= WRITTEN PROBLEM =
Pull every line of the data below and reproduce it verbatim, changing nothing.
▶
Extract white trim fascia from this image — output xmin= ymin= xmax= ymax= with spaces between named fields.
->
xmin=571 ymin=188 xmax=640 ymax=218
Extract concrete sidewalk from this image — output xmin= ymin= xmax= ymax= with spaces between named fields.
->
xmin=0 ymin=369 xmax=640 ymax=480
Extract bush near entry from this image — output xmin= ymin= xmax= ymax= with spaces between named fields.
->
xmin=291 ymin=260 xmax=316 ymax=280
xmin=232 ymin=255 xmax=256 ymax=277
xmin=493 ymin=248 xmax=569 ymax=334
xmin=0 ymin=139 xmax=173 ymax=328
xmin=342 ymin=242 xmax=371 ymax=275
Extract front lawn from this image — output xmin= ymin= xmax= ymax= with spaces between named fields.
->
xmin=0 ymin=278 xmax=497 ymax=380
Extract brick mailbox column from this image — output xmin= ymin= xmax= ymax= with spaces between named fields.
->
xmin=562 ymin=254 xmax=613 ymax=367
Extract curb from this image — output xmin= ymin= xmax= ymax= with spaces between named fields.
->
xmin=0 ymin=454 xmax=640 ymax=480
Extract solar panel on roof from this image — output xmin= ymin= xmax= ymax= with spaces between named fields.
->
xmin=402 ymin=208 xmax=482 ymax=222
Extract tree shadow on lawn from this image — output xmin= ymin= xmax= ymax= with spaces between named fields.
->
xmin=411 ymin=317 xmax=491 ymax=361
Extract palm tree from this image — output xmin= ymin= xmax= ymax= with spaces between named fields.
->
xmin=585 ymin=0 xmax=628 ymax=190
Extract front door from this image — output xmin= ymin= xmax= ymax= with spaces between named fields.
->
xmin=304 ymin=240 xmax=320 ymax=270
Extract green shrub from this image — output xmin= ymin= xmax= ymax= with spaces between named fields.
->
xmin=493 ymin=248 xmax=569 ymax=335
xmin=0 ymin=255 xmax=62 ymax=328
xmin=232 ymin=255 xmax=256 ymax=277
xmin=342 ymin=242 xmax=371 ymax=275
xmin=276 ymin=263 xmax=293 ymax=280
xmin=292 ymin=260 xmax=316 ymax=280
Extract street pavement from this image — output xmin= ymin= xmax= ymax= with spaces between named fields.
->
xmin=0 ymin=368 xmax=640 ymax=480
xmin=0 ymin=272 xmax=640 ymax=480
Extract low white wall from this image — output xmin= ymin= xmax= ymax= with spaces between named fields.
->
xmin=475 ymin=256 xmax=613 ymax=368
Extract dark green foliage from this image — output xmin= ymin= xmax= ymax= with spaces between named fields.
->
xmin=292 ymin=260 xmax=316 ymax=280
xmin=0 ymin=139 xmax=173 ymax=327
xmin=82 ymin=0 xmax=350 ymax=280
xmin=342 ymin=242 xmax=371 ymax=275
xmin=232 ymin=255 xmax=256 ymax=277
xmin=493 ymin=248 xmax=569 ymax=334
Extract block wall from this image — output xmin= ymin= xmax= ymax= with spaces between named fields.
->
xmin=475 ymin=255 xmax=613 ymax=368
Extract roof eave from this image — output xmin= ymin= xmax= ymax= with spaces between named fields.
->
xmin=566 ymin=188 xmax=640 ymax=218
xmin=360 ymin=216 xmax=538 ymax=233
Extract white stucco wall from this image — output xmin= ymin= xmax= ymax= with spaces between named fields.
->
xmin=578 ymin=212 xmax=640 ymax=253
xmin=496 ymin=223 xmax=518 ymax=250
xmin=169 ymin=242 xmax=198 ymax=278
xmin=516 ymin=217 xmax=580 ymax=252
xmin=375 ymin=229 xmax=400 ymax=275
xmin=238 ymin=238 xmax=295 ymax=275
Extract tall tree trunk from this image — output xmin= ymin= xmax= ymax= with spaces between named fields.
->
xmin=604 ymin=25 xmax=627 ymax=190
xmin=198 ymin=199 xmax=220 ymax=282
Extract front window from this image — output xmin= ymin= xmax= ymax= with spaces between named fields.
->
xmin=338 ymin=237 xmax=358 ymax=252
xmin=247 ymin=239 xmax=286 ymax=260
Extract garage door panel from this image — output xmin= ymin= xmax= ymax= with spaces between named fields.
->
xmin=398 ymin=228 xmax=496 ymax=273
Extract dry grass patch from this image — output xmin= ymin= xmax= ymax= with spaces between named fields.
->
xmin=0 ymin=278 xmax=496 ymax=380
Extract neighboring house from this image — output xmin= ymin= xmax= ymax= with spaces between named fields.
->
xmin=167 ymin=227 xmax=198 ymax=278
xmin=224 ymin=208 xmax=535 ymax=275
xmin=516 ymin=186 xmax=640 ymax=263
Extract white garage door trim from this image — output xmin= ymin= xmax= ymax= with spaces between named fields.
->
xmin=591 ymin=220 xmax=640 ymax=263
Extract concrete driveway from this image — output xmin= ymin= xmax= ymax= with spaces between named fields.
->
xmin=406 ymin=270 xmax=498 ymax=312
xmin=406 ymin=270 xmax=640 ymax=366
◀
= THE REPLY =
Extract white trim fascia from this image — output xmin= ymin= xmax= ymax= with spaces between named fields.
->
xmin=571 ymin=188 xmax=640 ymax=218
Extract concrete sidewalk from this image — output xmin= ymin= xmax= ymax= with spaces between named fields.
->
xmin=0 ymin=369 xmax=640 ymax=480
Extract bush near entry from this image — output xmin= ymin= xmax= ymax= with spaces between named fields.
->
xmin=291 ymin=260 xmax=316 ymax=280
xmin=232 ymin=255 xmax=256 ymax=277
xmin=493 ymin=248 xmax=569 ymax=334
xmin=0 ymin=139 xmax=173 ymax=328
xmin=342 ymin=242 xmax=371 ymax=275
Extract front lawn from this image — output xmin= ymin= xmax= ymax= with spaces between named fields.
->
xmin=0 ymin=278 xmax=497 ymax=380
Extract brick mailbox column from this image — output xmin= ymin= xmax= ymax= with spaces between named fields.
->
xmin=562 ymin=254 xmax=613 ymax=367
Extract curb from this image — output xmin= ymin= xmax= ymax= with spaces between named fields.
->
xmin=0 ymin=454 xmax=640 ymax=480
Extract solar panel on roof from this image — output xmin= ymin= xmax= ymax= with spaces between named fields.
->
xmin=402 ymin=208 xmax=482 ymax=222
Extract tree shadow on lawn from this image — output xmin= ymin= xmax= ymax= with spaces between named fields.
->
xmin=411 ymin=317 xmax=491 ymax=361
Extract palm tree from this image — output xmin= ymin= xmax= ymax= with spaces between named fields.
->
xmin=585 ymin=0 xmax=628 ymax=190
Extract front door from this image — output xmin= ymin= xmax= ymax= with spaces between named fields.
->
xmin=304 ymin=240 xmax=320 ymax=270
Extract green shrub from this image — output xmin= ymin= xmax= ymax= with spaces between named fields.
->
xmin=493 ymin=248 xmax=569 ymax=335
xmin=0 ymin=255 xmax=62 ymax=328
xmin=232 ymin=255 xmax=256 ymax=277
xmin=342 ymin=242 xmax=371 ymax=275
xmin=276 ymin=263 xmax=293 ymax=280
xmin=292 ymin=260 xmax=316 ymax=280
Extract street pavement from this image — output xmin= ymin= xmax= ymax= with spaces between named fields.
->
xmin=0 ymin=368 xmax=640 ymax=480
xmin=0 ymin=272 xmax=640 ymax=480
Extract low white wall from this image — output xmin= ymin= xmax= ymax= with spaces between named fields.
->
xmin=475 ymin=256 xmax=613 ymax=368
Extract dark green foliage from this image — output xmin= ymin= xmax= ymax= with spaces between named fields.
->
xmin=292 ymin=260 xmax=316 ymax=280
xmin=0 ymin=139 xmax=173 ymax=327
xmin=82 ymin=0 xmax=350 ymax=280
xmin=342 ymin=242 xmax=371 ymax=275
xmin=232 ymin=255 xmax=256 ymax=277
xmin=493 ymin=248 xmax=569 ymax=334
Extract block wall from this image — output xmin= ymin= xmax= ymax= with spaces between named fields.
->
xmin=475 ymin=255 xmax=613 ymax=368
Extract roof eave from this image — output xmin= ymin= xmax= ymax= with spaces between named fields.
->
xmin=566 ymin=188 xmax=640 ymax=218
xmin=360 ymin=216 xmax=538 ymax=233
Extract white stucco wall from this image — output xmin= ymin= xmax= ymax= with spaces between named fields.
->
xmin=578 ymin=212 xmax=640 ymax=253
xmin=496 ymin=223 xmax=518 ymax=250
xmin=169 ymin=242 xmax=198 ymax=278
xmin=516 ymin=217 xmax=580 ymax=252
xmin=375 ymin=229 xmax=400 ymax=275
xmin=238 ymin=238 xmax=295 ymax=275
Extract tall tree trunk from this image — output xmin= ymin= xmax= ymax= with spaces between named fields.
->
xmin=604 ymin=25 xmax=627 ymax=190
xmin=198 ymin=199 xmax=220 ymax=282
Extract front window from this image — output xmin= ymin= xmax= ymax= with spaces between named fields.
->
xmin=338 ymin=237 xmax=358 ymax=252
xmin=247 ymin=239 xmax=286 ymax=260
Extract garage door panel from this image — output xmin= ymin= xmax= ymax= with spaces between named fields.
->
xmin=398 ymin=228 xmax=496 ymax=273
Extract dry grass patch from this image — output xmin= ymin= xmax= ymax= with spaces between named fields.
->
xmin=0 ymin=278 xmax=496 ymax=380
Extract neighboring house from this image — output xmin= ymin= xmax= ymax= with spaces between named fields.
->
xmin=167 ymin=227 xmax=198 ymax=278
xmin=224 ymin=208 xmax=535 ymax=275
xmin=516 ymin=186 xmax=640 ymax=263
Extract white garage door trim from this image — output xmin= ymin= xmax= ymax= with spaces between named fields.
->
xmin=591 ymin=220 xmax=640 ymax=263
Extract concrete driveway from this image — output xmin= ymin= xmax= ymax= with spaces between named fields.
->
xmin=406 ymin=270 xmax=498 ymax=312
xmin=406 ymin=270 xmax=640 ymax=366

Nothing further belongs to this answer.